begin

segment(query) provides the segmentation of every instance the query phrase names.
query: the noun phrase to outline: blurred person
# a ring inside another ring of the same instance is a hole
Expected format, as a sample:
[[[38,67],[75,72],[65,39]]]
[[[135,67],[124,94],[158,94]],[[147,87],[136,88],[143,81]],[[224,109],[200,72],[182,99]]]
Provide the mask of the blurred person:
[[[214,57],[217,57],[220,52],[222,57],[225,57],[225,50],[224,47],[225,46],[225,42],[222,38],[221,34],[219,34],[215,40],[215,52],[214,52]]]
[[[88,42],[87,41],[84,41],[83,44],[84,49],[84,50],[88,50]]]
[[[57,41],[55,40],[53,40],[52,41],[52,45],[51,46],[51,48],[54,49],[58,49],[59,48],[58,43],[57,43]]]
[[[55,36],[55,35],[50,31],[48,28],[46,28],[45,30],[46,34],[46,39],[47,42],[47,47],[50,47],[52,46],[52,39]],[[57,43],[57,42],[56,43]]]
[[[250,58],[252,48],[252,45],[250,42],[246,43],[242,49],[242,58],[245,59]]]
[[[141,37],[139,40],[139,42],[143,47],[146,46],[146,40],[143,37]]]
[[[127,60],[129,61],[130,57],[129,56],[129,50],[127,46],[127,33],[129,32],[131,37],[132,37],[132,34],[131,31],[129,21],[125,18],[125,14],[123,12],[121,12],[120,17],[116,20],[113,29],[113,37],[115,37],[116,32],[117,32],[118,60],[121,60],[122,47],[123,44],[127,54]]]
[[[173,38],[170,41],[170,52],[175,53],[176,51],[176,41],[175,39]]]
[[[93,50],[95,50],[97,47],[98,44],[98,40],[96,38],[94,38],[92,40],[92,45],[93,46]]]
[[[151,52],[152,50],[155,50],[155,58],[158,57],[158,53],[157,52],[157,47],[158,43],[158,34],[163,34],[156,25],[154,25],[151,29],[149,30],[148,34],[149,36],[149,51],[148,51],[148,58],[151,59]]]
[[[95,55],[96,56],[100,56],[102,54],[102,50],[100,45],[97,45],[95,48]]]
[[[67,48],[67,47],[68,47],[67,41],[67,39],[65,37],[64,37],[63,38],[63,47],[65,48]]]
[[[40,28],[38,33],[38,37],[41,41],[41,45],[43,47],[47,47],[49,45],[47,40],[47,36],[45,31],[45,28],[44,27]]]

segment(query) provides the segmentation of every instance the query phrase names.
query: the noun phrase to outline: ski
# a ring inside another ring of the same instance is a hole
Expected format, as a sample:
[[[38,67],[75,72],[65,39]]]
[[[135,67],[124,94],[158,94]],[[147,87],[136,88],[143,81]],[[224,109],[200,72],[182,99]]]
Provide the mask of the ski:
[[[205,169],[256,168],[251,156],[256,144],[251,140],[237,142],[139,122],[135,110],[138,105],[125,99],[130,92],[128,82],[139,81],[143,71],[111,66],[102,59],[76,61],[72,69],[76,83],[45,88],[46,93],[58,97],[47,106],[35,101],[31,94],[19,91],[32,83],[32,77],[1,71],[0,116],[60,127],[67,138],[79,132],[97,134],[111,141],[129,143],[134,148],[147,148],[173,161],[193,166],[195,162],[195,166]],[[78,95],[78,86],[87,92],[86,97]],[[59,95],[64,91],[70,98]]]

end
begin

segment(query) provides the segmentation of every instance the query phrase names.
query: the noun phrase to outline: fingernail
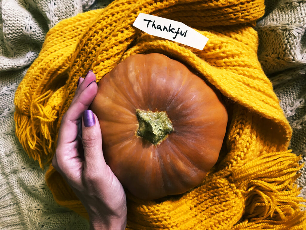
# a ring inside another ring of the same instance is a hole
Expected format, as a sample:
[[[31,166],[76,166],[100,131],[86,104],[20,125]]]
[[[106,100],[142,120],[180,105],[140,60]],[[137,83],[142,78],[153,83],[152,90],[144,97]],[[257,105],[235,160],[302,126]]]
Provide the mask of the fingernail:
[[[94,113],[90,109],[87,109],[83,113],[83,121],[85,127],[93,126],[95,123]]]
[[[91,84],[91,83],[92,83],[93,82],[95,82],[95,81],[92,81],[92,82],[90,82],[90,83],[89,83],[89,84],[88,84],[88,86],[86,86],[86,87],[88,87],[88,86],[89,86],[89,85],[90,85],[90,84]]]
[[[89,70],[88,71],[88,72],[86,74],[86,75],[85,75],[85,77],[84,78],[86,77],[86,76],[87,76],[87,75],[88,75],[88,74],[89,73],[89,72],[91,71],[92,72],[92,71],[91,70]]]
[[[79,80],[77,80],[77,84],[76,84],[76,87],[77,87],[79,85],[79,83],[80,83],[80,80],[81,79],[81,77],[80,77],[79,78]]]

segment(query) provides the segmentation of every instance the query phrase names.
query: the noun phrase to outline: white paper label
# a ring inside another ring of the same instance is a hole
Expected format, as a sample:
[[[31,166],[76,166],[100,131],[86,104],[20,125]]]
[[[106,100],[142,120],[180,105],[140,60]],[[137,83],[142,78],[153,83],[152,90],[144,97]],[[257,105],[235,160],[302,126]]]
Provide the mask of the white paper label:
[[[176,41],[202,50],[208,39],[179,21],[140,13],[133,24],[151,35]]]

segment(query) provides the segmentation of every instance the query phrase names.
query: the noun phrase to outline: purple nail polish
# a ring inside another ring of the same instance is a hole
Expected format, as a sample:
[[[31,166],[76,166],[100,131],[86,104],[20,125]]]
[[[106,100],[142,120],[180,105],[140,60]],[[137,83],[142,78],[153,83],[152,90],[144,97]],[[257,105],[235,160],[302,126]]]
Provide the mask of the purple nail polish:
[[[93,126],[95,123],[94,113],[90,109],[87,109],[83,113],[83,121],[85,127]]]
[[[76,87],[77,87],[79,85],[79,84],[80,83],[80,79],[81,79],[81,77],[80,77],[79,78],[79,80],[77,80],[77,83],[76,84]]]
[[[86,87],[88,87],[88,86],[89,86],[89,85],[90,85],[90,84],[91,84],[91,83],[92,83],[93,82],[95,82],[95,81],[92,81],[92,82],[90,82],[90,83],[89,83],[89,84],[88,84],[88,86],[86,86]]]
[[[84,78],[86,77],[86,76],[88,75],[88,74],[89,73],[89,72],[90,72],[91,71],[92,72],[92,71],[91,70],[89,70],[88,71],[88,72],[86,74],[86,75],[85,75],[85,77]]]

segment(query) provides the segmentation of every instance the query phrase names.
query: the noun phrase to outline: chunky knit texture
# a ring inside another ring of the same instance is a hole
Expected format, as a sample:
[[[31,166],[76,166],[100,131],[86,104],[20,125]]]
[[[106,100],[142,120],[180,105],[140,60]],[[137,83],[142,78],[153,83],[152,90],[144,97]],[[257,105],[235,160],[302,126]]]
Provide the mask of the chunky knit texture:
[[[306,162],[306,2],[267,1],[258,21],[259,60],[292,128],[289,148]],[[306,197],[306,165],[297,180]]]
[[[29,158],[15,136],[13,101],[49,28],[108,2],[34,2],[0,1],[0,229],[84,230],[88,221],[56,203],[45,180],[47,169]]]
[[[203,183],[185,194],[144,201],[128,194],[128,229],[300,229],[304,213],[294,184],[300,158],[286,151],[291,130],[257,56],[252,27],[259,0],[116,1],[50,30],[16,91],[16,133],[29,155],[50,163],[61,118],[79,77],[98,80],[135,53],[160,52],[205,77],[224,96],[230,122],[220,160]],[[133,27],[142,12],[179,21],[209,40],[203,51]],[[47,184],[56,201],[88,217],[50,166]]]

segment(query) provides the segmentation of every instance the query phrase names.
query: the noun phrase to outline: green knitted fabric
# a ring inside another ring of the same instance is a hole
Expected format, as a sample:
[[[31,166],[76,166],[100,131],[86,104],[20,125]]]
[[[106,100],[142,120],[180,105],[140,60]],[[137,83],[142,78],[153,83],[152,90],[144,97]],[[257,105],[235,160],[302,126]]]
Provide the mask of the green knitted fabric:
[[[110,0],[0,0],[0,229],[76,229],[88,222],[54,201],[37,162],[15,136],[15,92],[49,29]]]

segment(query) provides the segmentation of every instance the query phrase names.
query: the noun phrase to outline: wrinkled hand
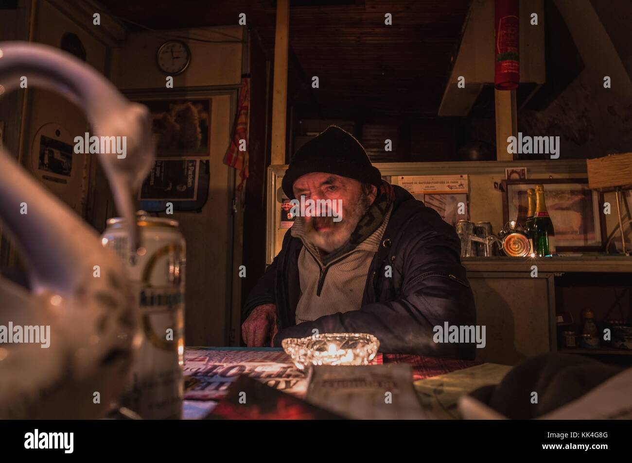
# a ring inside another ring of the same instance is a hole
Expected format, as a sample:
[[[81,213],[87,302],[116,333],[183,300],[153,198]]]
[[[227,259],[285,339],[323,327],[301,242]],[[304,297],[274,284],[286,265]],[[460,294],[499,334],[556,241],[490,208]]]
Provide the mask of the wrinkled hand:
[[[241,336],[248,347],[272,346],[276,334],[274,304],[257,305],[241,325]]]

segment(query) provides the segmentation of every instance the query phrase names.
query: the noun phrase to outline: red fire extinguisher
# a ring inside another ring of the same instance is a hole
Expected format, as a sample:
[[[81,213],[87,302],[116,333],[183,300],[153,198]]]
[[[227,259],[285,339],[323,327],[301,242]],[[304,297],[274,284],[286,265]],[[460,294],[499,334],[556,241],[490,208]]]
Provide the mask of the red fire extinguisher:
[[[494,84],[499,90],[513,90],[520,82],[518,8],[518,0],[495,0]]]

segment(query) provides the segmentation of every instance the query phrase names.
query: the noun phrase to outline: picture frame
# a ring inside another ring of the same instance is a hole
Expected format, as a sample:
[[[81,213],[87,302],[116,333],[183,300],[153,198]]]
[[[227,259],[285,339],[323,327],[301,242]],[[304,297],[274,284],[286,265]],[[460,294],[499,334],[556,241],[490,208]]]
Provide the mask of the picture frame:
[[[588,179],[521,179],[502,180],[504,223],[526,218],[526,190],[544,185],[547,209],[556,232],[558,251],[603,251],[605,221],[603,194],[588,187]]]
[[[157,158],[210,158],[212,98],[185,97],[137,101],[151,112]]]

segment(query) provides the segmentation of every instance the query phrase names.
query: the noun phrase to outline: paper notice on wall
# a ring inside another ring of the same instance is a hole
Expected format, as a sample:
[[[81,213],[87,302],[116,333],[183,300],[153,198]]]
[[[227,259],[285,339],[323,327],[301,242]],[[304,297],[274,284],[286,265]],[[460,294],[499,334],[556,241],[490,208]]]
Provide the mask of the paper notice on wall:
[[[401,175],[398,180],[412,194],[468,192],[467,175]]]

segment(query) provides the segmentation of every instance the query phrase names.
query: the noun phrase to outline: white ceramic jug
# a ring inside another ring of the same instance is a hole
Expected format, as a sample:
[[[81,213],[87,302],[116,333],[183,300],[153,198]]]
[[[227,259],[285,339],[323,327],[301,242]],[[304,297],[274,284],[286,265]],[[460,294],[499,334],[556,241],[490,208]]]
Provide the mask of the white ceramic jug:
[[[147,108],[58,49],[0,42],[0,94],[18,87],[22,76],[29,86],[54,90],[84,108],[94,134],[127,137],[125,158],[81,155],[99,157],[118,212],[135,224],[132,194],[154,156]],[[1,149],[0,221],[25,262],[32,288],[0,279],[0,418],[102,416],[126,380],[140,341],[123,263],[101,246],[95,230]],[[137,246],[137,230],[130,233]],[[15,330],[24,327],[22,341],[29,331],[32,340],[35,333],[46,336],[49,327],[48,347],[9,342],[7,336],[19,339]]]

end

Aim
Gather every line of the entries above that contains the word "outline", matching uppercase and lowercase exactly.

Answer for this exercise
query: the noun phrase to outline: blurred person
query: the noun phrase to outline: ski
query: the noun phrase to outline: fingernail
query: the noun phrase to outline: white paper label
query: the noun phrase to outline: purple nail polish
query: the noun phrase to outline: chunky knit texture
query: the noun phrase to outline: green knitted fabric
query: the noun phrase to outline: wrinkled hand
query: the noun phrase to outline: red fire extinguisher
query: the noun phrase to outline: picture frame
query: the noun phrase to outline: paper notice on wall
query: the noun phrase to outline: white ceramic jug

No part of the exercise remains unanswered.